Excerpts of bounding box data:
◇ ◇ ◇

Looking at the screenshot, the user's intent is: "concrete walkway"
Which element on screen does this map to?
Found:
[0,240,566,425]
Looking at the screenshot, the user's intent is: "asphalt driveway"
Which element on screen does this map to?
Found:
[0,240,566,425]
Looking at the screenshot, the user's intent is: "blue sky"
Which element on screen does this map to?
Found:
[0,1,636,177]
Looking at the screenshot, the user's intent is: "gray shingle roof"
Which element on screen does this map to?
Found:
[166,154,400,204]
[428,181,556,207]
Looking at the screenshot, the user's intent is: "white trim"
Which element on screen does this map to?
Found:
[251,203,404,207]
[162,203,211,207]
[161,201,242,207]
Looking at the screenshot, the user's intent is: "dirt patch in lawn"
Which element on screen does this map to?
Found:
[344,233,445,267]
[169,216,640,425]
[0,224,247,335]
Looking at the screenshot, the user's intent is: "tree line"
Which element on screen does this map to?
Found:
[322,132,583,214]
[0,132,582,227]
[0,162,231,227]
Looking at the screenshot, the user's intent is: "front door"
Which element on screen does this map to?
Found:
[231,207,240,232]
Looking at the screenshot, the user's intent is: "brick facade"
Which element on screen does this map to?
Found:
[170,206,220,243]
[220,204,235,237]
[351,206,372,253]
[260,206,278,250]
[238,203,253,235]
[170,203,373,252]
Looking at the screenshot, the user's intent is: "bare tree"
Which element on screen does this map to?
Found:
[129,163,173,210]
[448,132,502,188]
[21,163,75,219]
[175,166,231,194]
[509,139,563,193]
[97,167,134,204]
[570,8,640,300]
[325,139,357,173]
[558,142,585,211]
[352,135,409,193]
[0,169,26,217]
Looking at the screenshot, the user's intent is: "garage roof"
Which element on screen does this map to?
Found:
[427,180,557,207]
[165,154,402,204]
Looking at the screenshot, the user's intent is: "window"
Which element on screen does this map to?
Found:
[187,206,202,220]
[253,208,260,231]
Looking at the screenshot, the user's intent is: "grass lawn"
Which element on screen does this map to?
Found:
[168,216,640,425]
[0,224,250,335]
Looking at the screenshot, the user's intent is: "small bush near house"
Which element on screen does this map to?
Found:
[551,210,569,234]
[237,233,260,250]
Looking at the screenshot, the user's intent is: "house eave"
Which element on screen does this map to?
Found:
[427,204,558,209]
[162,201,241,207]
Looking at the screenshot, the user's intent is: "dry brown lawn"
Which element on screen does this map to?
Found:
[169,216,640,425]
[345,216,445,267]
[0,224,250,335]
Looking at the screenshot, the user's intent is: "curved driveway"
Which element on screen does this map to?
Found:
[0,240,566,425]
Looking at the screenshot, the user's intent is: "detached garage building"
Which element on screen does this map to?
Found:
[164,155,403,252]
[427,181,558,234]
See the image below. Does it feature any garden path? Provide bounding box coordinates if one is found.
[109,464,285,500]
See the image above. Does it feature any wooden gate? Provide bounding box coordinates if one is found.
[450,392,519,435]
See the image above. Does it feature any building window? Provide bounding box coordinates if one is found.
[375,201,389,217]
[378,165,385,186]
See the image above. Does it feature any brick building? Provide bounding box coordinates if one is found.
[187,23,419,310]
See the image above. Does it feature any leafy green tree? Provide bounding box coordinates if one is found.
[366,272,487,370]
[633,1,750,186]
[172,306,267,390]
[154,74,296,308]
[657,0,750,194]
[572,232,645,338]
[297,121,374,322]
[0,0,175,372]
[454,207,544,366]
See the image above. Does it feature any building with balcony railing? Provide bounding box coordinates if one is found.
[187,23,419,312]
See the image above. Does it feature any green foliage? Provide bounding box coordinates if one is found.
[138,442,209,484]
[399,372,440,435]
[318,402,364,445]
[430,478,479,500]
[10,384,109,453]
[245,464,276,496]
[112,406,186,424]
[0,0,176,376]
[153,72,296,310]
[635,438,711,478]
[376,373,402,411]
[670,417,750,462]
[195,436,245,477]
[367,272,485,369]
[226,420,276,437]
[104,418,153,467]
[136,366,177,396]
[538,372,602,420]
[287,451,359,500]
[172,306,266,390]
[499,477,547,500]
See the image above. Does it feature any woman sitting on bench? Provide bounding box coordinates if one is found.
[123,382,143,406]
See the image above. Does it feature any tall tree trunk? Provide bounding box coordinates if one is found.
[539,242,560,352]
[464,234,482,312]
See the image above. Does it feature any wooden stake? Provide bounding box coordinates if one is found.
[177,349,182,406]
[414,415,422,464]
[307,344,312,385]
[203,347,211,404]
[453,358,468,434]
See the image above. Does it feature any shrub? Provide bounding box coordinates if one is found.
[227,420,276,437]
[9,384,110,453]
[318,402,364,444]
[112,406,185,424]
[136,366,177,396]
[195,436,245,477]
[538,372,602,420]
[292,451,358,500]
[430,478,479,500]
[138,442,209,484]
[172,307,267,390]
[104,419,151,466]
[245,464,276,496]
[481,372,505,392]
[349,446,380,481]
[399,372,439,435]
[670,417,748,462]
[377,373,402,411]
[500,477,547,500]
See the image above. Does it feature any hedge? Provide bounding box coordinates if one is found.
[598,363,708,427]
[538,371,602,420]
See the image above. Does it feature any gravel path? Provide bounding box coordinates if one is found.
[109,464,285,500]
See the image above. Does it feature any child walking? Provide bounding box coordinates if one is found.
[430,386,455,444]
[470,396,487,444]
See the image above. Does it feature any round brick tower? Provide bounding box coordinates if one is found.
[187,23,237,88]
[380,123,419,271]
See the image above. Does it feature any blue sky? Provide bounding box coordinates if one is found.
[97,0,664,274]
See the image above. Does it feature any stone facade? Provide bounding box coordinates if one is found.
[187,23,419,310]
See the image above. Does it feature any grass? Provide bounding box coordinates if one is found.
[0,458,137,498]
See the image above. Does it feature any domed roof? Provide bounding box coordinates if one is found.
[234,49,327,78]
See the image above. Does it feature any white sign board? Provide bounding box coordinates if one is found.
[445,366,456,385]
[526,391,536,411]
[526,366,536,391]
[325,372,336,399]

◇ ◇ ◇

* Task to complete: Copy the records above exactly as they appear.

* In response:
Looking at the screenshot, the user's intent is: "concrete walkway"
Which element on screen does this map to?
Found:
[0,240,566,425]
Looking at the screenshot, the user's intent is: "asphalt driveway"
Which element on screen does this map to?
Found:
[0,240,566,425]
Looking at the screenshot, the user's intent is: "blue sky"
Which element on screen does this map to?
Found:
[0,1,636,177]
Looking at the screenshot, the user's intent is: "gray shingle roof"
Which element on screen does this map to?
Found:
[166,154,400,204]
[428,181,556,207]
Looking at the screenshot, the user's intent is: "white trim"
Which element on screen does this map to?
Found:
[251,203,404,207]
[162,203,211,207]
[161,201,242,207]
Looking at the screenshot, the user's intent is: "dirt patch in lawn"
Which element on screen does this map to?
Found:
[344,233,445,267]
[169,216,640,425]
[0,224,247,335]
Looking at the screenshot, the user's intent is: "tree line"
Which element on screen does this map to?
Found:
[322,132,583,214]
[0,132,582,227]
[0,162,231,227]
Looking at the screenshot, the user's intent is: "front door"
Which element on screen does this map to?
Found:
[231,207,240,232]
Looking at the screenshot, the user's intent is: "brick facade"
Which element on screen does this map to?
Found:
[170,206,220,243]
[220,204,235,237]
[351,206,372,253]
[260,206,278,250]
[238,203,253,235]
[170,203,373,252]
Looking at the screenshot, the user's intent is: "bare tree"
Which element on screen does this map to?
Found:
[129,163,173,210]
[448,132,502,188]
[21,163,75,219]
[175,166,231,194]
[509,139,563,193]
[97,167,134,204]
[570,8,640,300]
[325,139,357,173]
[558,142,585,211]
[352,135,409,193]
[0,169,26,217]
Looking at the screenshot, the user's intent is: "garage roof"
Which element on screen does this map to?
Found:
[427,180,557,207]
[165,154,402,204]
Looking at the screenshot, the user's intent is: "window"
Which element on screen does this map to?
Found:
[187,206,202,220]
[253,208,260,231]
Looking at the screenshot, the user's intent is: "grass lawn"
Which element on screen does this map to?
Found:
[168,216,640,425]
[0,224,250,335]
Looking at the screenshot, the user's intent is: "small bush near house"
Which element on screen does this map to?
Found:
[551,210,569,234]
[237,233,260,250]
Looking at the screenshot, the user's intent is: "house eave"
Which element on screen does this map to?
Found:
[427,204,558,209]
[162,201,241,207]
Looking at the screenshot, the user's intent is: "dry brown lawn"
Which element on screen does this map to?
Found:
[169,216,640,425]
[345,216,445,267]
[0,224,250,335]
Looking at the screenshot, the user's intent is: "curved driveway"
Which element on screen does this map to?
Found:
[0,240,566,425]
Looking at the screenshot, the user's intent is: "detached garage building"
Which element on screen does this map to?
Found:
[164,155,403,252]
[427,181,558,234]
See the image below. Does it feature any garden path? Provide bounding box coordinates if one is found.
[109,464,285,500]
See the image above. Does it feature any wooden gate? Provide bounding box coordinates if one is found.
[450,392,519,435]
See the image above. Does it feature any building window? Provide bounding box coordinates if one is found.
[375,201,389,217]
[378,165,385,186]
See the image above. Does it feature any brick building? Provide bounding box coordinates if one is found.
[187,23,419,310]
See the image above. Does it feature any leafy green tree? Provide bounding box coordinates if one is found.
[366,272,487,370]
[633,1,750,186]
[172,306,267,390]
[154,74,296,308]
[657,0,750,194]
[572,232,645,338]
[297,121,374,322]
[0,0,175,372]
[454,207,544,366]
See the image above. Does it feature any building with balcony railing? Provide bounding box coordinates if one is found.
[187,23,419,312]
See the image above. Does it feature any green foliage? Provide bounding box coordinates if one is found.
[138,442,209,484]
[399,372,440,435]
[318,402,364,445]
[430,478,479,500]
[10,384,109,453]
[245,464,276,496]
[112,406,186,424]
[0,0,176,376]
[153,72,296,310]
[635,438,711,478]
[376,373,402,411]
[670,417,750,462]
[195,436,245,477]
[367,272,485,369]
[226,420,276,437]
[104,418,153,467]
[136,366,177,396]
[538,372,602,420]
[287,451,359,500]
[172,306,266,390]
[499,477,547,500]
See the image above. Does it feature any woman sitting on bench? Provide bounding box coordinates if one is found.
[123,382,143,406]
See the image above. Does it feature any tall tree trunk? Provide bounding box coordinates if one is found.
[539,242,560,352]
[464,234,482,312]
See the image above. Does it feature any wooden stake? Provide bounding box coordinates if one is found.
[177,349,182,406]
[414,415,422,464]
[307,344,312,385]
[203,347,211,404]
[453,358,468,434]
See the image above. Does it feature any shrub? Provide bounding box coordinates if one is found.
[227,420,276,437]
[9,384,110,453]
[318,402,364,444]
[112,406,185,424]
[136,366,177,396]
[195,436,245,477]
[538,372,602,420]
[292,451,358,500]
[430,478,479,500]
[138,442,209,484]
[172,307,267,390]
[104,419,151,466]
[245,464,276,496]
[481,372,505,392]
[349,446,380,481]
[399,372,439,435]
[670,417,748,462]
[377,373,402,411]
[500,477,547,500]
See the image above. Does it feature any hedge? Provide bounding box coordinates if one is found.
[598,363,708,427]
[538,371,602,420]
See the image above. Does it feature any gravel path? Provide bounding box coordinates if one is found.
[109,464,285,500]
See the image above. Does it feature any child walking? Provide bounding box coordinates if one is found.
[430,386,455,444]
[470,396,487,444]
See the image above. Does it feature any round brick tower? Provide bounding box coordinates if one is found.
[187,23,237,88]
[380,123,419,271]
See the image above. Does it feature any blue sky? Provide bounding box coordinates if one is found.
[97,0,664,274]
See the image above. Does it feature any stone facade? Provide bounding box coordinates if one is found.
[187,23,419,310]
See the image above. Does it feature any grass? Provide bounding box coordinates if one is found.
[0,458,137,498]
See the image above. Does it feature any domed roof? Provide bounding box coordinates if one is found.
[234,49,327,78]
See the image above. Does it feature any white sign board? Provide bounding box coordinates if one is found.
[445,366,456,385]
[526,391,536,411]
[526,366,536,391]
[325,372,336,399]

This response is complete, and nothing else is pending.